• Task instructions: Reproduce the listing below in full, switching each "place a single pin" to "drop one pin" and leaving everything else unchanged. Leave the picture out of your answer.
+ + + + +
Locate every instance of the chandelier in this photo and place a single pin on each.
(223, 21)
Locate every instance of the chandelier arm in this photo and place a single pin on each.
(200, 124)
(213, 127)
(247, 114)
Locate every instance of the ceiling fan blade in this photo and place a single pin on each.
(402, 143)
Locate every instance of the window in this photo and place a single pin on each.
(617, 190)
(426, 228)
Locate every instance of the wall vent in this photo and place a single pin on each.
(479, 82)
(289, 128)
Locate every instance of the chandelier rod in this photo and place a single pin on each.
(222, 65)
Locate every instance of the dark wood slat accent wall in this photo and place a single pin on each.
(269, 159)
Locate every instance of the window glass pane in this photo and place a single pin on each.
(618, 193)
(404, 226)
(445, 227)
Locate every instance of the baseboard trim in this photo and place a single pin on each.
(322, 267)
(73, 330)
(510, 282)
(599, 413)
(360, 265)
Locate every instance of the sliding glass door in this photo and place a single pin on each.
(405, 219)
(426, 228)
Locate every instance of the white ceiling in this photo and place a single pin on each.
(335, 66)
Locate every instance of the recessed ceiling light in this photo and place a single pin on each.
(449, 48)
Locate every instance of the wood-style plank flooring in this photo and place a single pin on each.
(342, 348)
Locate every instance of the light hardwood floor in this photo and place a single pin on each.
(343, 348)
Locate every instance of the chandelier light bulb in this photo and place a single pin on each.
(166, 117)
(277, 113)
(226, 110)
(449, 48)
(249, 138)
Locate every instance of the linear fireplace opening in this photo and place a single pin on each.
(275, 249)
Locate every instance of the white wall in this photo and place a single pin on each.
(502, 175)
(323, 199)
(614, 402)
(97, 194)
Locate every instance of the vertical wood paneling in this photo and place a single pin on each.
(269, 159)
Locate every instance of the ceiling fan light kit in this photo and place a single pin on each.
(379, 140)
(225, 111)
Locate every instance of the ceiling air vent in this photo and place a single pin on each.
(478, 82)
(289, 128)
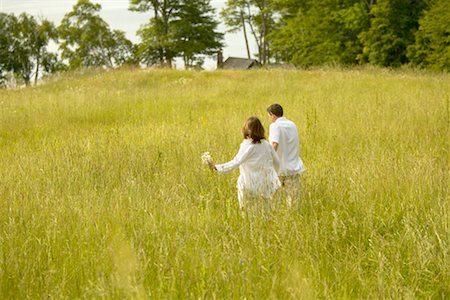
+ + + + +
• Answer for the task:
Locate every instance of the chandelier in this photo and drop one pin on each.
(223, 21)
Locate every instance of the chandelier arm in this photo and drop one pin on each.
(200, 124)
(213, 127)
(247, 114)
Locate every instance of the ceiling fan blade in this photo and drop one pin on each.
(402, 143)
Locate every instance of the window in this photo and drop one pin on each.
(617, 190)
(426, 228)
Locate every instance of the wall vent in this photo and drop one pin on each.
(479, 82)
(289, 128)
Locate every instance of the chandelier rod in this photo and drop one pin on each.
(222, 65)
Locate every instance of the dark wood slat accent wall in this photo and drop one pin on each.
(269, 159)
Locate every instance of the window glass pane in this photo and drop one pin on each.
(618, 193)
(404, 226)
(445, 227)
Locate every instance of the baseboard trim in this photo and drop one pin on each.
(322, 267)
(73, 330)
(510, 282)
(599, 413)
(360, 265)
Locate every instance of the sliding glass door in this photo and drop one pin on each.
(405, 219)
(426, 228)
Locate every instance of the white ceiling in this photo and drop one pin on each.
(335, 66)
Locate every instance of the recessed ceiling light in this photo and drop one pin on each.
(449, 48)
Locate every instance of the wood-style plank flooring in this photo and drop one pin on each.
(342, 348)
Locate every instance of the light hardwood floor in this photo and drop one pin on each.
(343, 348)
Locate every instance of the chandelier light bulb in this photo and drop one pin on each.
(166, 117)
(277, 113)
(226, 110)
(449, 48)
(249, 138)
Locate every instance of the linear fireplace opening in this photo and drop one pin on each.
(275, 249)
Locate every instance of the white wall in this photo and drop one pin on each.
(502, 175)
(323, 199)
(614, 402)
(97, 194)
Locate every instance of the vertical wood paneling in this photo and drop one pin on each.
(269, 159)
Locate every instance of the ceiling fan light kit in this photo and drop one pin on each.
(379, 140)
(225, 111)
Locate every instance of the ceiling air vent in this photo and drop one pin on each.
(478, 82)
(289, 128)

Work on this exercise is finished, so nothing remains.